Things to do ->
A. Using the PV module clamp text below, answer yes or no for each statement and quote the words of the text that decide it: (i) FIG. 4 shows the clamp assembly mounted on a rail. (ii) The clamp assembly described here secures the bottom portion, or "south end," of a PV module. (iii) The clamp assembly may also be used to attach panel structures other than PV modules.
B. Carry the PV module clamp text forward from its final sentence, writing the next part of the detailed description.

FIG. 1 illustrates a perspective view of an example clamp assembly according to an embodiment of this disclosure.

FIG. 2 illustrates a side view of an example clamp assembly according to an embodiment of this disclosure.

FIG. 3 illustrates a side view of an example clamp assembly showing a portion of a photovoltaic module frame secured therein according to an embodiment of this disclosure.

FIG. 4 illustrates a perspective view of an example clamp assembly mounted on a rail according to an embodiment of this disclosure.

FIG. 5 illustrates a perspective view of an example clamp assembly mounted on a rail with a ballast rail secured at least partially by the clamp assembly according to an embodiment of this disclosure.

FIG. 6 illustrates a perspective view of an example stanchion of an example clamp assembly according to an embodiment of this disclosure.

FIG. 7 illustrates a perspective view of an example first clamp portion of an example clamp assembly according to an embodiment of this disclosure.

FIG. 8 illustrates a perspective view of an example second clamp portion of an example clamp assembly according to an embodiment of this disclosure.

DETAILED DESCRIPTION

As described previously, there are many apparatuses and systems that exist to secure photovoltaic (PV) modules on various structures and/or locations. However, these apparatuses and systems often include parts and arrangements that are inefficient and may be difficult and/or time consuming to assemble. This disclosure is directed to a PV module clamp. More specifically, the present disclosure describes a stanchion clamp assembly (also referred to herein as “a clamp assembly”). The clamp assembly described herein may be configured to accommodate various types and sizes of PV modules. While describing the clamp assembly as being configured to secure PV modules, the clamp assembly may be used to attach other panel type structures in a location and/or on a structure.

In an embodiment, the clamp assembly described herein is configured to clamp and/or otherwise secure one or more PV modules. Furthermore, the clamp assembly described herein may be configured to secure a top portion (or a “north end”) of a PV module and/or PV module frame while another clamp assembly (not shown herein) may be configured to secure a bottom portion (or a “south end”) of a PV module and/or PV module frame.

Data ->
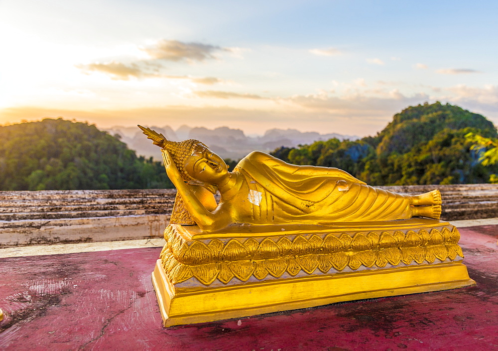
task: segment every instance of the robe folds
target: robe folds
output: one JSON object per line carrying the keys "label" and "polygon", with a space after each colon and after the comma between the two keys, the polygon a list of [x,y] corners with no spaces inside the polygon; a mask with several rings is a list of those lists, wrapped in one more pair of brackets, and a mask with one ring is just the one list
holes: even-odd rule
{"label": "robe folds", "polygon": [[337,168],[290,165],[255,151],[234,172],[246,178],[259,223],[367,222],[412,216],[410,195],[367,185]]}

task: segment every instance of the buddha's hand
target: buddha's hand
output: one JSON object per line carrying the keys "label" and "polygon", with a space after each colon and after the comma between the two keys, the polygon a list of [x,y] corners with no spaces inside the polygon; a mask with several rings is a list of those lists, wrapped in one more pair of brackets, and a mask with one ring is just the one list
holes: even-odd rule
{"label": "buddha's hand", "polygon": [[176,165],[173,161],[173,158],[167,150],[163,150],[163,160],[164,161],[164,167],[166,168],[166,173],[168,174],[168,176],[171,179],[176,185],[175,180],[181,181],[183,182],[183,179],[181,175],[178,171],[178,169],[176,168]]}

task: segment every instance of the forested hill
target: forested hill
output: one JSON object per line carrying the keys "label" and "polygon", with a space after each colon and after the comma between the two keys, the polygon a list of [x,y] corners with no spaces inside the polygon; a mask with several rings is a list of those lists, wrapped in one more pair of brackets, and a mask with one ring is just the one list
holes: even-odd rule
{"label": "forested hill", "polygon": [[496,138],[484,116],[439,102],[409,107],[374,137],[331,139],[272,154],[289,163],[337,167],[373,185],[487,182],[498,166],[482,166],[465,136]]}
{"label": "forested hill", "polygon": [[160,163],[94,125],[60,118],[0,127],[0,190],[168,187]]}

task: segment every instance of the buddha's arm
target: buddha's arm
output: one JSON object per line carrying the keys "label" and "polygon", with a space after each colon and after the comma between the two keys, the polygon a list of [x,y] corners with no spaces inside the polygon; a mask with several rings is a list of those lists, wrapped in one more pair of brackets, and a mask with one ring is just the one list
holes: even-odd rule
{"label": "buddha's arm", "polygon": [[210,228],[215,223],[215,215],[208,211],[196,195],[191,186],[183,181],[180,172],[167,151],[163,150],[163,160],[168,176],[176,187],[189,214],[202,229]]}

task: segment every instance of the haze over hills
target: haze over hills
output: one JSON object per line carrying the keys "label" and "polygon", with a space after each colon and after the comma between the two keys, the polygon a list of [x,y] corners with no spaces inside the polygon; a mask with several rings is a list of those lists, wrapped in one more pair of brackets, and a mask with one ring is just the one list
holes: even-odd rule
{"label": "haze over hills", "polygon": [[[320,134],[316,132],[300,132],[295,129],[273,129],[266,131],[262,136],[249,136],[240,129],[220,127],[214,129],[200,127],[192,128],[183,125],[176,131],[169,126],[149,127],[158,133],[162,133],[167,139],[173,141],[185,139],[197,139],[208,146],[223,158],[239,160],[251,151],[258,150],[269,152],[284,147],[295,148],[298,145],[310,144],[316,141],[332,138],[339,140],[357,140],[356,136],[342,135],[337,133]],[[137,127],[117,126],[103,129],[112,135],[120,136],[122,141],[139,155],[152,157],[159,160],[160,154],[157,147],[153,145]]]}

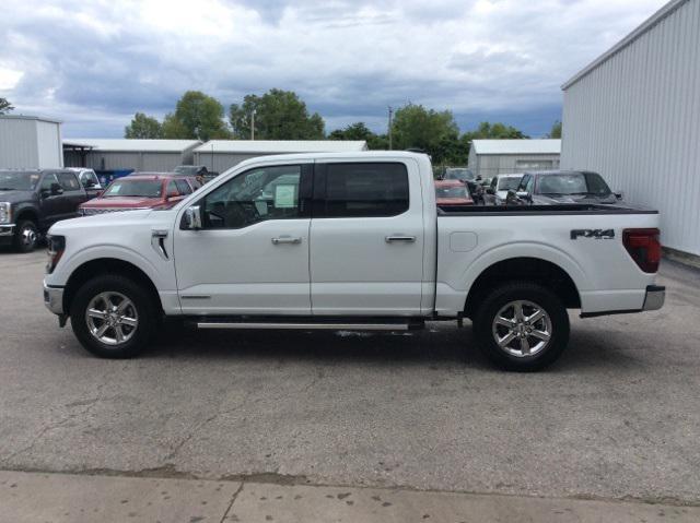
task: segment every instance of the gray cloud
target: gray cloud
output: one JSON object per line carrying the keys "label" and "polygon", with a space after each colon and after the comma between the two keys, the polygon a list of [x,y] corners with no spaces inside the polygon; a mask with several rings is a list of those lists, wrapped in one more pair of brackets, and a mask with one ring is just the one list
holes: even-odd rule
{"label": "gray cloud", "polygon": [[[0,96],[66,134],[120,135],[189,88],[225,106],[298,92],[328,128],[387,105],[497,117],[541,134],[559,85],[663,0],[5,0]],[[19,79],[19,80],[18,80]]]}

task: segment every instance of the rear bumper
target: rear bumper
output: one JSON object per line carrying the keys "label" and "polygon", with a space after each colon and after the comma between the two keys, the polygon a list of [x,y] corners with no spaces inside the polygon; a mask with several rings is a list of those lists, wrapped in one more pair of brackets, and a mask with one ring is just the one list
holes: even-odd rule
{"label": "rear bumper", "polygon": [[598,316],[610,314],[631,314],[633,312],[644,312],[648,310],[658,310],[664,306],[666,300],[666,287],[661,285],[648,285],[646,293],[644,295],[644,305],[641,309],[628,309],[628,310],[604,310],[599,312],[582,312],[581,318],[595,318]]}
{"label": "rear bumper", "polygon": [[44,282],[44,305],[55,314],[63,314],[63,287],[49,287]]}

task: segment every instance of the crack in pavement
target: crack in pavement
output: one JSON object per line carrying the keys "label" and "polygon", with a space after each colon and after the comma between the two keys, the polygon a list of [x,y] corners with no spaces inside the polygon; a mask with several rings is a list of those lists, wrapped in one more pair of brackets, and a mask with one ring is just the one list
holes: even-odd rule
{"label": "crack in pavement", "polygon": [[238,495],[243,490],[244,485],[245,485],[245,482],[241,482],[241,486],[236,489],[235,492],[233,492],[233,496],[231,497],[231,502],[229,503],[229,507],[226,508],[223,515],[221,516],[221,521],[219,523],[223,523],[226,520],[226,518],[229,518],[229,512],[231,512],[231,509],[233,508],[233,503],[235,503],[236,499],[238,499]]}
{"label": "crack in pavement", "polygon": [[95,397],[94,400],[90,400],[86,402],[74,402],[74,403],[69,403],[68,405],[65,405],[68,409],[71,409],[74,406],[85,406],[85,408],[78,413],[69,413],[68,416],[66,416],[63,419],[60,419],[59,421],[56,421],[54,424],[48,424],[45,427],[43,427],[42,430],[39,430],[39,432],[32,439],[32,442],[28,445],[12,452],[8,457],[3,459],[2,466],[4,467],[7,464],[9,464],[10,461],[14,460],[19,455],[33,450],[34,447],[42,440],[42,438],[44,438],[44,436],[46,436],[51,430],[61,428],[62,426],[72,421],[73,419],[90,414],[90,412],[95,407],[95,405],[97,405],[100,402],[105,400],[102,397],[102,390],[105,388],[105,385],[106,383],[101,383],[97,387],[97,391],[96,391],[97,397]]}

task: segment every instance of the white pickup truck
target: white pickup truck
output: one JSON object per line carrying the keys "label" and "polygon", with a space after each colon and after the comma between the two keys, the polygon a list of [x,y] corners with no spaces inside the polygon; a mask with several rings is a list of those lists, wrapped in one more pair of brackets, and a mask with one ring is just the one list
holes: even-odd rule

Expected responses ->
A.
(i) Yes: "FIG. 4 illustrates a perspective view of an example clamp assembly mounted on a rail"
(ii) No: "may be configured to secure a top portion (or a “north end”) of a PV module and/or PV module frame while another clamp assembly (not shown herein) may be configured to secure a bottom portion (or a “south end”)"
(iii) Yes: "the clamp assembly may be used to attach other panel type structures in a location and/or on a structure."

B.
The clamp assembly described herein may include a first clamp portion that is shaped to receive at least a portion of an outside of a PV module frame. The clamp assembly may further include a second clamp portion that is shaped to receive at least a portion of an inside of the PV module frame. Furthermore, the clamp assembly may include a stanchion having a first side and a second side and the first clamp portion and the second clamp portion may be disposed between the first side and the second side of the stanchion. For example, in an embodiment, the first clamp portion and the second clamp portion are mounted on a bolt that is inserted through apertures in the first side and the second side of the stanchion. As such, the first clamp portion and the second clamp portion may be mounted on the bolt between the first side and the second side of the stanchion.

In an embodiment, when the bolt is turned in a first direction, the bolt draws the second clamp portion toward the first clamp portion, thereby clamping the PV module frame therebetween. Furthermore, when the bolt is turned in a second direction opposite the first direction, the bolt may cause the second clamp to moved away from the first clamp portion. The clamp assembly may include a spring disposed on the bolt such that the spring abuts a surface of the first clamp portion and maintains a distance between the first clamp portion and the second clamp portion unless the spring is compressed by a force. In an embodiment, the clamp assembly may also include a spacer mounted on the bolt between a head of the bolt and a side of the stanchion. The spacer may prevent, minimize, and/or restrict movement of the bolt when a nut is not secured to a threaded portion of the bolt.

In an embodiment, the stanchion may include a top surface that spans a distance between the first clamp portion and the second clamp portion. Furthermore, in an embodiment, a surface of the first clamp portion abuts an interior surface of the first side of the stanchion and a surface of the second clamp portion abuts an interior surface of the second side of the stanchion. The first clamp portion may include one or more arms that extend in a direction towards the second clamp portion. In an embodiment, a portion of the PV module frame may rest on the one or more arms when the PV module is secured in the clamp assembly. Furthermore, the second clamp portion may include one or more securing tabs that extend from a surface of the second clamp portion towards the first clamp portion. In an embodiment, a flange (or other portion) of the PV module frame may be secured between the one or more securing tabs and the one or more arms and/or the top surface of the stanchion.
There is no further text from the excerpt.